• EXCERPT:
Go sweet on honey!
With opportunities for hive sponsorship, and beekeeping classes available at its Honey School near Kinross, Webster Honey is looking forward to a busy autumn. Its local, sustainable honey can be purchased online with a range of gift hampers available as we move towards Christmas.
With interest in honey, and in saving bees at an all time high, Webster Honey has put together ten informative facts about honey. Sweet, delicious and good for you, honey is indeed a natural wonder, an antiseptic, an anti inflammatory, a natural sweetener, and capable of mixing well with a variety of other flavours. Here are some incredible facts surrounding honey that set this golden substance apart from other foodstuffs.
1. HONEY WILL NEVER GO OFF.
When sealed in an airtight container, honey keeps indefinitely! This can be attributed to the chemical makeup: honey is naturally acidic and low in moisture, so that bacteria cannot survive.

• DATASET:
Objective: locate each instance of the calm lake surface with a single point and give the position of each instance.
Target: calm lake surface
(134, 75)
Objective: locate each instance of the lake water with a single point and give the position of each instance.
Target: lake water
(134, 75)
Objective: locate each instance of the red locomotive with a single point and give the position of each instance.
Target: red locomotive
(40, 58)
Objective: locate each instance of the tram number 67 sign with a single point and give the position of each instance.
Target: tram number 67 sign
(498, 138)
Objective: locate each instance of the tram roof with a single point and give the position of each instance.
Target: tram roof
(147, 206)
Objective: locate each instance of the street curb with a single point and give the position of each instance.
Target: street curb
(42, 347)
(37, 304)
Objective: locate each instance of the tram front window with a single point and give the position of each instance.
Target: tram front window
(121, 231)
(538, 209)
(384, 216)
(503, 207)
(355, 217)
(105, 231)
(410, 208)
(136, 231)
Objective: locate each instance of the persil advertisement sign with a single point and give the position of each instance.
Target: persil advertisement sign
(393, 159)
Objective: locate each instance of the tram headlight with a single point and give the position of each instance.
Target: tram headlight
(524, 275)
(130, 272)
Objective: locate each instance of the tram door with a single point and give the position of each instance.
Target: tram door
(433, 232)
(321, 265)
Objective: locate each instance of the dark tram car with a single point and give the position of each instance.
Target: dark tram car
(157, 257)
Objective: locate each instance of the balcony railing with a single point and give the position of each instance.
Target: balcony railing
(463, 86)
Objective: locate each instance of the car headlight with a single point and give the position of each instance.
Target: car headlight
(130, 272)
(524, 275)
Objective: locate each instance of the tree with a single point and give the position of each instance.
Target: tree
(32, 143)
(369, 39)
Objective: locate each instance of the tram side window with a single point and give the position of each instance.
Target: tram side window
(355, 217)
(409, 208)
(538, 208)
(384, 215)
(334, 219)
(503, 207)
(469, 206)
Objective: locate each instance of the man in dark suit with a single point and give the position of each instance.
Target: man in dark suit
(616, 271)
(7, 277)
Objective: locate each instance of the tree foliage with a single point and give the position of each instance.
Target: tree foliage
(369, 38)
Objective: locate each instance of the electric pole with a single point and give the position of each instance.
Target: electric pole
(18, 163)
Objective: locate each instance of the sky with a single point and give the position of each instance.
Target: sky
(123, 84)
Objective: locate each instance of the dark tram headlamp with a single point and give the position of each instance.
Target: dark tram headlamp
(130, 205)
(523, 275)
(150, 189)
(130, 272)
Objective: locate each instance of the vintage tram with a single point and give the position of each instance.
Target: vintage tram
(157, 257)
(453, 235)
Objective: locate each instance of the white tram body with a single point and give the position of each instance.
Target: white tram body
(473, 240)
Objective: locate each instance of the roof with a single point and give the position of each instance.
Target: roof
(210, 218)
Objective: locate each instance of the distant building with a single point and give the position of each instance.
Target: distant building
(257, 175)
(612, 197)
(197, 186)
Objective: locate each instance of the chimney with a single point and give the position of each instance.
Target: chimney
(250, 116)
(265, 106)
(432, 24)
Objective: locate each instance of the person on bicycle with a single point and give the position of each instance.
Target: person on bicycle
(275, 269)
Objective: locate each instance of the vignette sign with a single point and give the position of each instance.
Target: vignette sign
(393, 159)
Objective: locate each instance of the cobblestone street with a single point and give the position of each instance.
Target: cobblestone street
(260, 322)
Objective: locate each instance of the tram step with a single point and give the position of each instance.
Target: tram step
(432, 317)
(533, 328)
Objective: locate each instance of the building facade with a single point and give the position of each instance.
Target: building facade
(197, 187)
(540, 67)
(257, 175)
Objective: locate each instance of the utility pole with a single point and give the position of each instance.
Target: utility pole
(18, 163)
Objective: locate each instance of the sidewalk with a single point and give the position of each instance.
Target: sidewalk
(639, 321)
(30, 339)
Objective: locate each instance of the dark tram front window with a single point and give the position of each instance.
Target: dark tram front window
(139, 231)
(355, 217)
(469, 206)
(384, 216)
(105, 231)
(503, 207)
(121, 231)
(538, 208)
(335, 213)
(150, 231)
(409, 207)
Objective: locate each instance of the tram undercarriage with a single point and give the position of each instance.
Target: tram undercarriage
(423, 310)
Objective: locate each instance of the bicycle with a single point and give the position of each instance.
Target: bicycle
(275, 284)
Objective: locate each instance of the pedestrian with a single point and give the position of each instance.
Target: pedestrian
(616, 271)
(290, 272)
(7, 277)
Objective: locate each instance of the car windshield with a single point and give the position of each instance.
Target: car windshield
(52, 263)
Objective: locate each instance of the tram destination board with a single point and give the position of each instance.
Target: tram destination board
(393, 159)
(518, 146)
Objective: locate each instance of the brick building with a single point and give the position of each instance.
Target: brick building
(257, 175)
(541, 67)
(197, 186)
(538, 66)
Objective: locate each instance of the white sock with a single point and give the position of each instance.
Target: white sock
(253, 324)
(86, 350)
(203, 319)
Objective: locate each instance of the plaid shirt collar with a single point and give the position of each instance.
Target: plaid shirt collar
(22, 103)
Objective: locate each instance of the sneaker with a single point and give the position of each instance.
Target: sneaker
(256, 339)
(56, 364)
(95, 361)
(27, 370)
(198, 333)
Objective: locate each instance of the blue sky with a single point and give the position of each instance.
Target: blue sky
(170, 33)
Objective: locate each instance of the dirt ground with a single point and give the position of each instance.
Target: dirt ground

• PROBLEM DETAILS:
Answer these questions from the honey text:
(a) Near which place is Webster Honey's Honey School?
(b) How many facts about honey has Webster Honey put together?
(c) Which two qualities of honey keep bacteria from surviving in it?
The records have nothing to do with the honey text.

• FINISHED TASK:
(a) Kinross
(b) Ten
(c) It is naturally acidic and low in moisture.